# Work to be completed
Put every line of the records below into a JSON list of strings, one string per line, with blank lines omitted. Leave the pictures out of the list.
## Begin Extracted information
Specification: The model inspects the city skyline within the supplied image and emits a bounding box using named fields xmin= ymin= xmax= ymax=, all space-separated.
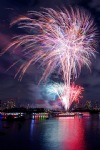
xmin=0 ymin=0 xmax=100 ymax=108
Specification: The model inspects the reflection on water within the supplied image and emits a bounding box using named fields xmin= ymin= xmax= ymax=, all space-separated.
xmin=0 ymin=114 xmax=100 ymax=150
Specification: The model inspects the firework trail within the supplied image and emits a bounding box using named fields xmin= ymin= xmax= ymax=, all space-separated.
xmin=47 ymin=83 xmax=84 ymax=110
xmin=2 ymin=8 xmax=97 ymax=84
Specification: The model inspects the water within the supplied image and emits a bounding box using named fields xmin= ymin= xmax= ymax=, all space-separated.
xmin=0 ymin=115 xmax=100 ymax=150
## End Extracted information
# The solution
[
  "Specification: The model inspects the city skyline within the supplied image and emits a bounding box using named fields xmin= ymin= xmax= ymax=, all space-separated.",
  "xmin=0 ymin=0 xmax=100 ymax=108",
  "Specification: The model inspects the reflection on water within the supplied image and emits a bounding box using named fields xmin= ymin= xmax= ymax=, all space-separated.",
  "xmin=0 ymin=114 xmax=100 ymax=150",
  "Specification: The model inspects the firework trail within the supplied image and emits a bounding box using named fields xmin= ymin= xmax= ymax=, all space-separated.",
  "xmin=47 ymin=83 xmax=84 ymax=110",
  "xmin=2 ymin=8 xmax=97 ymax=84",
  "Specification: The model inspects the water within the supplied image and emits a bounding box using named fields xmin= ymin= xmax= ymax=, all space-separated.",
  "xmin=0 ymin=115 xmax=100 ymax=150"
]